Collect each line of the listing below that contains the word "white". Case matters.

## [Source records]
# # #
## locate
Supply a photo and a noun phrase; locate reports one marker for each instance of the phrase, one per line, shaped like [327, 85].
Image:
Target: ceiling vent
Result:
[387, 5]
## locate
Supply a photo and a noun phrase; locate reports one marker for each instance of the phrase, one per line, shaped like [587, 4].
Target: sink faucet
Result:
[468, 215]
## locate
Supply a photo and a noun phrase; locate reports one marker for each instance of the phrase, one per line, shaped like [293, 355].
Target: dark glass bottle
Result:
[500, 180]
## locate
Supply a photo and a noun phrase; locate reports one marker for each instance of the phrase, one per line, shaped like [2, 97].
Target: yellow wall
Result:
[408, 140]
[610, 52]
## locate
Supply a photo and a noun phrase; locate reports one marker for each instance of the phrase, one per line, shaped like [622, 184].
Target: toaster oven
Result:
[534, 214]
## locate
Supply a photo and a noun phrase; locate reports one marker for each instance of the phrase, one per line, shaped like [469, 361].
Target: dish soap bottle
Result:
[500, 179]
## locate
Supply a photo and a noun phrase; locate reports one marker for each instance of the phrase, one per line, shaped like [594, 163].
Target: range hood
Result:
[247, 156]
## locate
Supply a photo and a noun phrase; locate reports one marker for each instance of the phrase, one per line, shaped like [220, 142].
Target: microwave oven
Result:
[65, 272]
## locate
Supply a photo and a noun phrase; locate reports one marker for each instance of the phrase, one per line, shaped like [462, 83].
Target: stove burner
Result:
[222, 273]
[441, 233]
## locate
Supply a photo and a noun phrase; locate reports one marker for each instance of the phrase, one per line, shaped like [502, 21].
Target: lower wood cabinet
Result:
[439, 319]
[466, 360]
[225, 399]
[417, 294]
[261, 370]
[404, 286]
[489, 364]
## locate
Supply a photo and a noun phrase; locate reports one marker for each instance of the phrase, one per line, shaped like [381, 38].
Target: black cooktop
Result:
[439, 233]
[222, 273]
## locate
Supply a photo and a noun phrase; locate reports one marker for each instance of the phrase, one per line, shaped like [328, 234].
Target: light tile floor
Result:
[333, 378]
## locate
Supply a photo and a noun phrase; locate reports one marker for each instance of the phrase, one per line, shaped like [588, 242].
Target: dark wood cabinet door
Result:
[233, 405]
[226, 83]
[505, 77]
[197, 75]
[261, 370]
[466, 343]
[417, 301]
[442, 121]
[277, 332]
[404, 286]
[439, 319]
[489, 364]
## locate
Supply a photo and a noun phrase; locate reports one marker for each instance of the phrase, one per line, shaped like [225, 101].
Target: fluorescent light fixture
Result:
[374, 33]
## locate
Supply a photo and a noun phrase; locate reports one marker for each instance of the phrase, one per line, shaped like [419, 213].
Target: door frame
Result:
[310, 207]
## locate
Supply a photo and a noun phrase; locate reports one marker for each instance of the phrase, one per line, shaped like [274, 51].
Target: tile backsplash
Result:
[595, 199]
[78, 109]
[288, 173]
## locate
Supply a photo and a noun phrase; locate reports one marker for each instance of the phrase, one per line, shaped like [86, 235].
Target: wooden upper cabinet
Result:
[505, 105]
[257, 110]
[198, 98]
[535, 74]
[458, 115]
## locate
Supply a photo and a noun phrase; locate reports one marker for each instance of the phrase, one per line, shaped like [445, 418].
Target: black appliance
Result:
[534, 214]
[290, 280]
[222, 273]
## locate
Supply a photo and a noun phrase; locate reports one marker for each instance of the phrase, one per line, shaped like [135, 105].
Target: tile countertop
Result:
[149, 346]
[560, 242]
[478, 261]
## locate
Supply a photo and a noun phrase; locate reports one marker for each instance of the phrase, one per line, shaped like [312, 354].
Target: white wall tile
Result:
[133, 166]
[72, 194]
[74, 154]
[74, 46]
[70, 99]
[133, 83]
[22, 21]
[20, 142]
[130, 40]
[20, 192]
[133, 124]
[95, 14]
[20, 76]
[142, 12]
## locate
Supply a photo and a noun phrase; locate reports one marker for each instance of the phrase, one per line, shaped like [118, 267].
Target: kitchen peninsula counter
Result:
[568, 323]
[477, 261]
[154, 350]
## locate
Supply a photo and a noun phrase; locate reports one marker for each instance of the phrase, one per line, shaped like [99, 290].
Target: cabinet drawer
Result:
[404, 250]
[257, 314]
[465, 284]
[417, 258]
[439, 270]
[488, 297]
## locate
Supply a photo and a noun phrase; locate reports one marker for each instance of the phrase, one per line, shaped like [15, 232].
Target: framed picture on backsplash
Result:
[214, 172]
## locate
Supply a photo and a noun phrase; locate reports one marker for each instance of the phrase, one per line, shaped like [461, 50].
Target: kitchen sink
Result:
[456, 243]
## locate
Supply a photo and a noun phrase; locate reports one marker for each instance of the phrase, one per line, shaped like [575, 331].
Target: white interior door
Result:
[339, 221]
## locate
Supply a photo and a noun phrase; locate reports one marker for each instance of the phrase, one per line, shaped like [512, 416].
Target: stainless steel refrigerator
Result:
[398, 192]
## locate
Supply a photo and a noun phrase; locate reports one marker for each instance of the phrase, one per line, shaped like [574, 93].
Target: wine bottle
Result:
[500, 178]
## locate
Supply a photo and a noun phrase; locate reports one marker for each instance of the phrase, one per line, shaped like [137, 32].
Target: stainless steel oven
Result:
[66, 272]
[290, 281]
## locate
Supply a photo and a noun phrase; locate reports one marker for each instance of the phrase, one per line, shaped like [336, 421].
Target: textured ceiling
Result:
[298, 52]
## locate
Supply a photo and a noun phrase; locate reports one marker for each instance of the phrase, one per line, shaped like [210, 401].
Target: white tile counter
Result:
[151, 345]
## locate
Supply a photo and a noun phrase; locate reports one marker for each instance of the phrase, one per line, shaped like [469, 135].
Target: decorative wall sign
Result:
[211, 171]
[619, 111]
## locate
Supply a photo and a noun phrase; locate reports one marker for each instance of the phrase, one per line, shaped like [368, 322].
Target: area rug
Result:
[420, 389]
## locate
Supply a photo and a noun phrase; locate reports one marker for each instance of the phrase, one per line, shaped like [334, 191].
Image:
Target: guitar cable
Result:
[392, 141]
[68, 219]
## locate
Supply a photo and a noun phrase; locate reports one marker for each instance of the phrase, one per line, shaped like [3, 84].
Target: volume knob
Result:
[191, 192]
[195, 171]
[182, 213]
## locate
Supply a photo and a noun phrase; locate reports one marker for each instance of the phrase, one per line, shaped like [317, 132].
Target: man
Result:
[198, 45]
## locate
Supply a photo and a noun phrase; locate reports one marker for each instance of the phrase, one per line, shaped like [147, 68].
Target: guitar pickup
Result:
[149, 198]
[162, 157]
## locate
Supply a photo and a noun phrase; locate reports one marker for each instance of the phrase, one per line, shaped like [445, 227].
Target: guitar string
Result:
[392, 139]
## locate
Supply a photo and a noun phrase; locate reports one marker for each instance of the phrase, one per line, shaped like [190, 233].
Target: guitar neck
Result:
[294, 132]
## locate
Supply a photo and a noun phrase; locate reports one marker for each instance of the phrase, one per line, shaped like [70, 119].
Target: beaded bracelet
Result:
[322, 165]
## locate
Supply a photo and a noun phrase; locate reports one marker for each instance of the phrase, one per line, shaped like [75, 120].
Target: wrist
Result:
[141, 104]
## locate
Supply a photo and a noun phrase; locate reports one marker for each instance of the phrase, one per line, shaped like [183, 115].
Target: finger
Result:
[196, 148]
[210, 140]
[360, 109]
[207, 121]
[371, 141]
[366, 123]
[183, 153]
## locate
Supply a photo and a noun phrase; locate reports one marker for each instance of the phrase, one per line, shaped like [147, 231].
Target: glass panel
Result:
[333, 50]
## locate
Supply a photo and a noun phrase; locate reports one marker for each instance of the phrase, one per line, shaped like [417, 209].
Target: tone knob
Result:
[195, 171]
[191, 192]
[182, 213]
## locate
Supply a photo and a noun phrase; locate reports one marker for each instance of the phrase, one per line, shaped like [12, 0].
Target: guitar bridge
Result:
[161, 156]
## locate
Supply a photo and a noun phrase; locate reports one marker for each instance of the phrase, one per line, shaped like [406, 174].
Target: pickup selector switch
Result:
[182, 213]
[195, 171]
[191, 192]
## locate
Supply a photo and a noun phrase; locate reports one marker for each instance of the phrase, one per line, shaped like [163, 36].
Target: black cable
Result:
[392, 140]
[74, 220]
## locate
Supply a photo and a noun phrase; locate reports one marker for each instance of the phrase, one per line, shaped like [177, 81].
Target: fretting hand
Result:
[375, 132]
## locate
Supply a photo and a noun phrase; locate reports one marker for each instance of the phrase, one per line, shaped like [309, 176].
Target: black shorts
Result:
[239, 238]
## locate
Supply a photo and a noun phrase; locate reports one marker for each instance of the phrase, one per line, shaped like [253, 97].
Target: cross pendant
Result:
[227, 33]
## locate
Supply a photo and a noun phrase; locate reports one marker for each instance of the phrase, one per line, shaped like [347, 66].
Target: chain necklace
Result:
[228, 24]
# # #
## [In response]
Target: white wall tile
Target: white interior door
Target: white tile counter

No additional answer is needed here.